- [Task directions]
Reproduce each of the following lines word for word, from the first to the last.

Location identification items:
☆ ☆ ☆

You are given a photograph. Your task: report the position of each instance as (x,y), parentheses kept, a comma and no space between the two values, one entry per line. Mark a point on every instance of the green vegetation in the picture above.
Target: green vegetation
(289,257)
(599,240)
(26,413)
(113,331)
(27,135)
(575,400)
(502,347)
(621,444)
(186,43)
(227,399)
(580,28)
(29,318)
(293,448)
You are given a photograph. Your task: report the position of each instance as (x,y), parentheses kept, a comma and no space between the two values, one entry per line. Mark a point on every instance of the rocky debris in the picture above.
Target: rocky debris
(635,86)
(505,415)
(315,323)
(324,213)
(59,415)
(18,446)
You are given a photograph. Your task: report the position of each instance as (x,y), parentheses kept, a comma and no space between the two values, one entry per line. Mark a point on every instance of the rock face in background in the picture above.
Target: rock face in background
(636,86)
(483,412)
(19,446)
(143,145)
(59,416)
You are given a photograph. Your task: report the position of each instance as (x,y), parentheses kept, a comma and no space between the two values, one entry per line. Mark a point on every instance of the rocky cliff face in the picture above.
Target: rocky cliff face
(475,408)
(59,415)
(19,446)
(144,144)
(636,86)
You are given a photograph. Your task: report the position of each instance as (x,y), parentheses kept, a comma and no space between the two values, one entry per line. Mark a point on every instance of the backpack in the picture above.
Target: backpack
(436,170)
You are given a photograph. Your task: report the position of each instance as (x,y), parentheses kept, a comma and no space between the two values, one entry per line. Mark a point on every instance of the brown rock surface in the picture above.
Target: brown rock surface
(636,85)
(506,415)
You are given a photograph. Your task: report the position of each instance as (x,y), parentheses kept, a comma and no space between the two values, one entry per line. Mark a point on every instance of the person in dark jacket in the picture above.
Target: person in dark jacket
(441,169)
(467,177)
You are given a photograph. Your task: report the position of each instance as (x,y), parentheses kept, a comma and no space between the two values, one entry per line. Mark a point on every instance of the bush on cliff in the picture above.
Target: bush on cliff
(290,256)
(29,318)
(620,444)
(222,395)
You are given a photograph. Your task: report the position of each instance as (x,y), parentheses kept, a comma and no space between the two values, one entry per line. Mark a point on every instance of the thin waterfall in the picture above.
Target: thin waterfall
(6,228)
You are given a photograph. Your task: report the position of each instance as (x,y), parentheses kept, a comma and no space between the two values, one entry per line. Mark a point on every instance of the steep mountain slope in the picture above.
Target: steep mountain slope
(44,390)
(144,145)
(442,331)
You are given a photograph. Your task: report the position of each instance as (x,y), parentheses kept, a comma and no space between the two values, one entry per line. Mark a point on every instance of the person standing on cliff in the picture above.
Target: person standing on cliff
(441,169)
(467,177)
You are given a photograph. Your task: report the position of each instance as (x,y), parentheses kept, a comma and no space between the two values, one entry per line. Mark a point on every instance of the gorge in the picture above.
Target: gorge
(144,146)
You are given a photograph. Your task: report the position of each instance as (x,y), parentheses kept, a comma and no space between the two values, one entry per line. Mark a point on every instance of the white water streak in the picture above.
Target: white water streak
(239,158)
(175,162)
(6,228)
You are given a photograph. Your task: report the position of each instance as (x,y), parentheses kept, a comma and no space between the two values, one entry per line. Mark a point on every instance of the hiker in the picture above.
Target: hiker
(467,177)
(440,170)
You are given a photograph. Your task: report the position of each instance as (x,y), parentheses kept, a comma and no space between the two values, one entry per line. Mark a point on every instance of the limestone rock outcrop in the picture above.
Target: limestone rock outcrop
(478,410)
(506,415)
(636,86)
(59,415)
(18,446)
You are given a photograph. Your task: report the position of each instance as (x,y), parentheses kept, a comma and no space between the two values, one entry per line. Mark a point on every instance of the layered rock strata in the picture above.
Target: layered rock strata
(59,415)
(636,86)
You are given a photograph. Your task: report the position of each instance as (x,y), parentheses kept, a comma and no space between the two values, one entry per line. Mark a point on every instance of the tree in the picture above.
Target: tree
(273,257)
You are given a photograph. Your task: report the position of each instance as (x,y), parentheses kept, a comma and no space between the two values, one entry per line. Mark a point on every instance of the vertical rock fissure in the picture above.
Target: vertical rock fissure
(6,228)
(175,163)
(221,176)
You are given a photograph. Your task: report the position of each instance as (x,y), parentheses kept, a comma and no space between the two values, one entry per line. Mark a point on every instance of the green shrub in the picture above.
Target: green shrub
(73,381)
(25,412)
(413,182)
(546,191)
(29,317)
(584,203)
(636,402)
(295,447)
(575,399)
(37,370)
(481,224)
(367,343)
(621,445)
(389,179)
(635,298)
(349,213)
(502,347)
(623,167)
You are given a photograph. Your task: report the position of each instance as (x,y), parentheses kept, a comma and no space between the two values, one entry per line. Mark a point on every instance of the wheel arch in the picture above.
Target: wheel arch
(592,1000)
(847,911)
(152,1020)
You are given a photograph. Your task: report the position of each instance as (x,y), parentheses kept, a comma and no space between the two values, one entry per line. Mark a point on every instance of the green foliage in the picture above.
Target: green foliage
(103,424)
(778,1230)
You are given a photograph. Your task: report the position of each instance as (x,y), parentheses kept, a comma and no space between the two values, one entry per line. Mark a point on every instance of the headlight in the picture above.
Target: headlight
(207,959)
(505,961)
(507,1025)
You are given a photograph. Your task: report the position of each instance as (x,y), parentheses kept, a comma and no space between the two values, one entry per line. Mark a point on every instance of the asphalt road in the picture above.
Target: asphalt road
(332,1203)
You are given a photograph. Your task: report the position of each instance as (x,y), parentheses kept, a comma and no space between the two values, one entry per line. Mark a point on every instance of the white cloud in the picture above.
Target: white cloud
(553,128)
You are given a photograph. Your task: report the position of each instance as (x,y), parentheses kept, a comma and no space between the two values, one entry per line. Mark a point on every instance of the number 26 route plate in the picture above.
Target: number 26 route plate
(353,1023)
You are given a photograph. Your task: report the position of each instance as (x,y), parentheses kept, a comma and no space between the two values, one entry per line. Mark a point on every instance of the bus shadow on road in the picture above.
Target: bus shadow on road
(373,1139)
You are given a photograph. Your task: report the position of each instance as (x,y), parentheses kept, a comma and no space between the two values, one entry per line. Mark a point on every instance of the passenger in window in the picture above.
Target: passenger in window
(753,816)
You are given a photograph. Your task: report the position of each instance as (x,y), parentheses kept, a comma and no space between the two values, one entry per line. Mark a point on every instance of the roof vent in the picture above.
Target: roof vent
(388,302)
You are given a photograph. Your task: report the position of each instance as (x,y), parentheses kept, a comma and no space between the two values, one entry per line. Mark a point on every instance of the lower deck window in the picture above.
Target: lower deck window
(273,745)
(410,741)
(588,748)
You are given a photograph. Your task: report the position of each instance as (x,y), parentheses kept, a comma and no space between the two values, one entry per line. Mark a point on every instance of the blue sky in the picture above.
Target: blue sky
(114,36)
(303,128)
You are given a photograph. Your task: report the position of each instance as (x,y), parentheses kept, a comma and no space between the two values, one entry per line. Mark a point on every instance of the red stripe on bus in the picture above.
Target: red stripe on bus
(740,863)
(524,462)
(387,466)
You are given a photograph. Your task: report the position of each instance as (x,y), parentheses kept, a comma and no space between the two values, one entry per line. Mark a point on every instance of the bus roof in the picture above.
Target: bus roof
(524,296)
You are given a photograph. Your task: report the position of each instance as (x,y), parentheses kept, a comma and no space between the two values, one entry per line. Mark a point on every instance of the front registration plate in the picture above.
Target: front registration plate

☆ ☆ ☆

- [The answer]
You are given a photograph. Your task: report the position of each instance as (x,y), parentheses kept, a comma and no space between the two values, one entry per line. Mark a point on every instance of the green vegetation in the picture above.
Target: green vegetation
(289,257)
(599,240)
(26,413)
(113,331)
(27,135)
(575,400)
(502,347)
(621,444)
(186,43)
(227,399)
(580,28)
(29,318)
(293,448)
You are given a photograph. Your task: report the position of each instance as (x,y), parentheses kept, a comma and no space between the two values, one entry per line. Mark a point on every instance of the rocky debris in the picture above.
Target: rocky debris
(635,86)
(505,415)
(315,323)
(324,213)
(59,415)
(18,446)
You are given a photograph. Your task: report the position of each instance as (x,y), parentheses kept, a comma and no space between the two values, one entry per line. Mark a point on every instance of the rock face in background in the picture above.
Target: rock face in background
(636,86)
(483,412)
(19,446)
(143,145)
(59,416)
You are given a photograph. Your task: report the position of each instance as (x,y), parentheses kept, a comma and no space between the two values, one entry per line. Mark a point on every instance of the rocky cliff face in the picture above.
Target: rocky cliff face
(475,408)
(59,415)
(19,446)
(144,144)
(636,86)
You are given a photograph. Your task: report the position of each instance as (x,y), parentheses kept, a comma and no space between the two values, one entry per line. Mark a point on every instance of the backpack in the picture above.
Target: backpack
(436,170)
You are given a photograph. Your task: report the position of each instance as (x,y), parentheses kept, a comma and no space between the two values, one entry per line. Mark a point on every instance of the brown rock surface in the picture above.
Target: brown rock surface
(636,85)
(506,415)
You are given a photograph. Your task: report the position of each instance as (x,y), parentheses kept, a comma and no space between the two values, one entry per line. Mark a point on every instance of the person in dark jacket in the picture above.
Target: person in dark jacket
(441,169)
(467,177)
You are given a photograph. Your task: report the position of each instance as (x,y), parentheses kept, a comma and no space between the two values, one entry per line. Mark a point on every instance of the bush on cliff in the picture above.
Target: bush on cliff
(290,256)
(29,318)
(620,444)
(222,395)
You are given a photograph. Your task: report the position of each instance as (x,y), parentheses kept, a comma and no space between the two values, one entry per line. Mark a point on every instance of the thin waterfall in the picture above.
Target: thin waterfall
(6,228)
You are given a photograph. Your task: report the position of each instance as (x,y), parentheses kept, a comma and no space between the two values, one entry per line. Mark a point on every instance of the steep mountain slope in the picture above.
Target: steep mountain slope
(44,390)
(144,145)
(442,331)
You are given a photograph. Your task: report the position of each instance as (x,y), parentheses kept, a comma and no space between the two values, one entry per line. Mark a point on every instance of the person standing on cliff in the picture above.
Target: person standing on cliff
(441,169)
(467,177)
You are given a photograph. Your task: report the position of each instance as (x,y), parentheses kept, a comma and no space between the two values, one entry per line. Mark a point on every instance of the gorge in the picture above.
Target: gorge
(144,146)
You are given a photograph. Your task: report the position of each instance as (x,y), parentheses kept, a comma and no space between the two values, one entry per line. Mark a point on every instance of the white water streak in the picture above.
Target: white water streak
(239,158)
(175,162)
(6,228)
You are given a photograph. Your task: report the position of each instance as (x,y), parentheses kept, a comma and no space between the two values, one entry per line. Mark a point on every instance of the hiker in the picture above.
Target: hiker
(467,177)
(440,170)
You are given a photograph. Your task: report the position of each instance as (x,y), parentheses kept, a comma and no space between the two values, one entry per line. Mark a point on every instance of the limestone rock outcrop in the picture above.
Target: limestone rock outcrop
(478,410)
(506,415)
(636,86)
(59,415)
(18,446)
You are given a photograph. Your task: report the position of each instance as (x,y), parentheses kept, a comma and no space between the two values, one entry per line. Mark a point on every instance of the layered rock strata in the picture above.
Target: layered rock strata
(59,415)
(636,86)
You are given a photograph. Your task: report the position of each instance as (x,y), parentheses kept, a comma and no space between the two values, one entry per line. Mark a point on every instance of the tree in the picture above.
Target: tree
(273,257)
You are given a photograph. Your task: report the position of each instance as (x,y), parentheses kept, a comma and no space between the two values, one entry per line. Mark a point on every instance of the vertical rock fissure in the picture above.
Target: vertical rock fissure
(6,228)
(175,163)
(221,176)
You are given a photograph. Your task: report the position of each instance as (x,y), parentheses kept, a comma and no space between the two values, one entry per line. Mark a point on every instance of the green shrub in the picture above.
Target: green shrub
(73,381)
(25,412)
(413,182)
(546,191)
(29,317)
(584,203)
(636,402)
(295,447)
(575,399)
(37,370)
(481,224)
(367,343)
(621,445)
(389,179)
(635,298)
(349,213)
(502,347)
(623,167)
You are given a photograph. Your task: report the position of each instance as (x,y), parentheses kept, a comma and no space between the two values, one entry per line. Mark a point on every instance of the wheel arch in the picture above.
Target: wheel arch
(592,1000)
(847,911)
(152,1020)
You are given a photograph. Your task: report the position of each instance as (x,y), parentheses kept, a comma and no space between the two values, one entry per line. Mark a point on every instance of the green foliage in the picture above.
Target: green foliage
(103,424)
(778,1230)
You are given a photograph. Your task: report the position of each instance as (x,y), parentheses kept, a comma and no space between the two values, one entry per line. Mark a point on every instance of the headlight in the picture above.
Target: headlight
(207,959)
(505,961)
(507,1025)
You are given a photograph. Your task: report the position of each instance as (x,y), parentheses kept, a comma and no space between the two values, one entry per line. Mark a point on every instance of the asphalt road in the picture above.
Target: asphalt road
(332,1203)
You are given a photograph. Your task: report the position of each instance as (x,y), parentheses kept, a comma and no space between the two values, one entry per line. Mark a point on every instance of the white cloud in the picture above.
Target: white cloud
(553,128)
You are given a photograph. Your task: report the position of each instance as (x,y), parentheses kept, a comma and no space between the two values, one entry per line. Mark a point on every instance of the number 26 route plate in the picture above.
Target: number 26 route plate
(353,1023)
You are given a photograph. Your task: report the position of each instance as (x,y), parentheses kept, a comma and no space between the two values, one entry per line. Mark a point on every instance of the bus shadow on road in the picture above.
Target: bus shadow on road
(373,1139)
You are given a photograph. Your task: report the position of each instance as (x,y), parentheses kept, a comma and no space between the two values, one entry per line. Mark a point on every instance of the passenger in window in the picture above.
Target: passenger in window
(753,816)
You are given a photograph. Your task: report the position of each instance as (x,y), parentheses kept, a comma and no space between the two values, one entry per line. Mark a point on every instance of the roof vent in the picture above.
Target: roof vent
(388,302)
You are given a photograph. Your task: report the position of each instance as (x,y), parentheses kept, a comma and no space between the two values, one entry per line. Mark a point on every instance of the lower deck window in the picture above.
Target: lower deck window
(273,745)
(410,741)
(588,748)
You are given a photograph. Your task: report the position of each instance as (x,y), parentheses kept, a comma and no space between the two values, one entry per line. Mark a point on every instance of the blue sky in the picture above.
Target: blue sky
(114,36)
(303,128)
You are given a photograph. Your task: report the position of each instance as (x,y), parentheses kept, a comma and no space between the two values, one entry per line. Mark a point on every instance of the red stripe on bus in the picture above.
Target: red stripe on bus
(740,863)
(524,462)
(387,466)
You are given a photograph. Your task: report the position of each instance as (x,y), parentheses kept, a comma and no space between the two values, one entry per line. Mark a point on every instance of the bus roof in the picture above.
Target: bus roof
(524,296)
You are given a photograph. Your task: report the position of each instance as (x,y), parentheses kept, a comma and no space between the two values, one entry per line. Mark a point on every instance of the front registration plate in the picture above.
Target: front registration plate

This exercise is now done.